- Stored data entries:
※

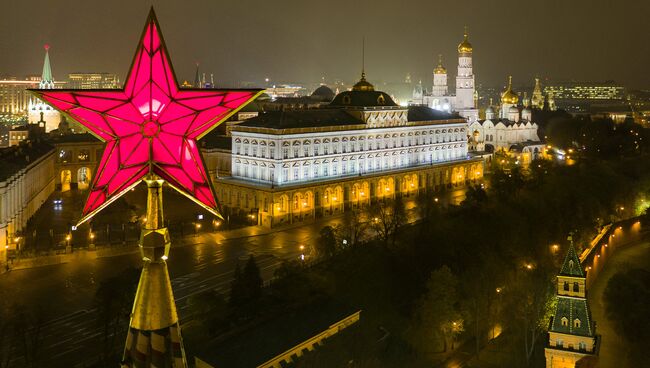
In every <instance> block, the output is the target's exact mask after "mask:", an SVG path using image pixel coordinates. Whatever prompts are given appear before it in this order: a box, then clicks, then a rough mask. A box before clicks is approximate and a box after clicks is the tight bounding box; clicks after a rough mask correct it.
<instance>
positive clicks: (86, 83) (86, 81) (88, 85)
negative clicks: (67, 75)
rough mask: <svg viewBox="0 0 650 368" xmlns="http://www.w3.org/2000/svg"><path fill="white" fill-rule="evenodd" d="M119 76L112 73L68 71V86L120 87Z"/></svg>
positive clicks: (80, 88)
mask: <svg viewBox="0 0 650 368" xmlns="http://www.w3.org/2000/svg"><path fill="white" fill-rule="evenodd" d="M120 87H121V84H120V78H118V77H117V74H113V73H70V74H68V88H73V89H104V88H109V89H115V88H120Z"/></svg>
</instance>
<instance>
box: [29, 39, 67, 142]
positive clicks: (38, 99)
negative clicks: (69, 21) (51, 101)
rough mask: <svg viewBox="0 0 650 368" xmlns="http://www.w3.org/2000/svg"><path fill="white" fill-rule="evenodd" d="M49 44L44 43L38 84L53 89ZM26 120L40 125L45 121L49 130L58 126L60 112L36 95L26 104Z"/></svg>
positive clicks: (51, 67)
mask: <svg viewBox="0 0 650 368" xmlns="http://www.w3.org/2000/svg"><path fill="white" fill-rule="evenodd" d="M49 50H50V46H49V45H45V60H43V73H42V74H41V81H40V82H39V84H38V88H40V89H53V88H54V78H53V77H52V67H51V66H50V54H49ZM27 110H28V112H27V121H28V122H29V124H37V125H42V124H43V122H45V131H46V132H50V131H52V130H54V129H57V128H58V127H59V123H60V122H61V114H60V113H59V112H58V111H56V110H54V109H53V108H52V107H51V106H50V105H48V104H46V103H45V102H43V101H41V100H40V99H38V98H36V97H31V98H30V99H29V104H28V106H27Z"/></svg>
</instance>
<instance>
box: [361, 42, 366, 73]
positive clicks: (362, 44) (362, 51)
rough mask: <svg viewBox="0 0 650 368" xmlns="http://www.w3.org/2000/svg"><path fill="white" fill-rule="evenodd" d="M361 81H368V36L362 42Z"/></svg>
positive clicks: (361, 42) (361, 58)
mask: <svg viewBox="0 0 650 368" xmlns="http://www.w3.org/2000/svg"><path fill="white" fill-rule="evenodd" d="M361 80H364V81H365V80H366V36H363V39H362V40H361Z"/></svg>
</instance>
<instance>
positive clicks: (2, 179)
mask: <svg viewBox="0 0 650 368" xmlns="http://www.w3.org/2000/svg"><path fill="white" fill-rule="evenodd" d="M53 191H54V147H52V146H51V145H50V144H48V143H45V142H43V141H41V140H35V141H32V140H29V141H26V142H22V143H21V144H19V145H17V146H13V147H9V148H3V149H0V272H2V271H4V270H5V265H6V262H7V260H8V259H9V258H10V255H11V254H12V253H13V252H15V251H16V249H17V248H19V247H20V244H21V240H22V235H23V234H22V233H21V231H22V230H23V229H24V227H25V226H26V225H27V220H29V218H31V217H32V216H33V215H34V214H35V213H36V211H37V210H38V209H39V208H40V207H41V205H43V203H45V201H46V200H47V198H48V197H49V195H50V194H51V193H52V192H53Z"/></svg>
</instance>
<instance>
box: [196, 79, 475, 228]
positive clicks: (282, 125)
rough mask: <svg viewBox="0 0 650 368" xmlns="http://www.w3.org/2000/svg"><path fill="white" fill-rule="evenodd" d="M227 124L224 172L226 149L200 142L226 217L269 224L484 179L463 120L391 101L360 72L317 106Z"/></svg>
mask: <svg viewBox="0 0 650 368" xmlns="http://www.w3.org/2000/svg"><path fill="white" fill-rule="evenodd" d="M230 129H231V130H230V134H231V138H230V139H231V141H230V144H231V148H230V155H229V157H230V161H231V167H230V173H229V175H228V174H227V173H225V172H224V171H225V170H224V169H225V165H224V164H223V162H224V161H225V160H227V157H228V152H227V147H226V148H223V147H222V148H221V149H219V148H218V147H212V148H209V149H205V148H204V154H205V156H206V162H207V163H208V165H209V166H208V167H209V170H210V172H211V174H212V176H213V177H214V178H215V180H214V183H215V189H216V191H217V197H218V198H219V200H220V202H221V205H222V207H224V210H225V211H226V214H229V213H239V214H242V213H244V214H247V215H248V216H250V218H252V219H254V220H256V221H257V223H258V224H260V225H264V226H268V227H272V226H276V225H278V224H283V223H285V224H286V223H292V222H295V221H301V220H304V219H310V218H315V217H321V216H326V215H332V214H337V213H341V212H343V211H345V210H348V209H352V208H358V207H362V206H366V205H368V204H370V203H372V202H374V201H377V200H381V199H384V198H394V196H395V195H405V196H409V195H414V194H416V193H418V192H419V191H421V190H425V189H429V190H440V189H442V188H450V187H455V186H462V185H465V184H466V183H468V182H472V181H476V180H478V179H480V178H482V177H483V161H482V160H481V159H477V158H472V157H470V156H468V153H467V122H466V120H465V119H464V118H461V117H459V116H457V115H452V114H449V113H446V112H442V111H439V110H434V109H431V108H429V107H426V106H411V107H401V106H398V105H397V104H396V103H395V102H394V101H393V100H392V98H391V97H390V96H389V95H388V94H386V93H384V92H381V91H376V90H375V89H374V86H373V85H372V84H370V83H369V82H368V81H367V80H366V78H365V74H363V73H362V77H361V80H360V81H359V82H358V83H356V84H355V85H354V87H353V88H352V90H351V91H344V92H341V93H339V94H338V95H336V96H335V97H334V100H333V101H332V102H331V103H330V104H329V105H327V106H326V107H322V108H319V109H305V110H289V111H270V112H264V113H260V114H259V115H258V116H257V117H255V118H252V119H249V120H246V121H244V122H242V123H240V124H237V125H235V126H232V127H230ZM206 144H210V142H206ZM210 156H214V157H213V158H211V157H210ZM219 162H221V164H219V165H221V169H219V170H218V172H219V174H218V175H216V174H215V170H214V168H213V167H212V166H213V165H215V163H219Z"/></svg>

※

- Problem:
Work out how many lines of the preceding data contain the word "negative". Reply with that number only.

- Solved exercise:
2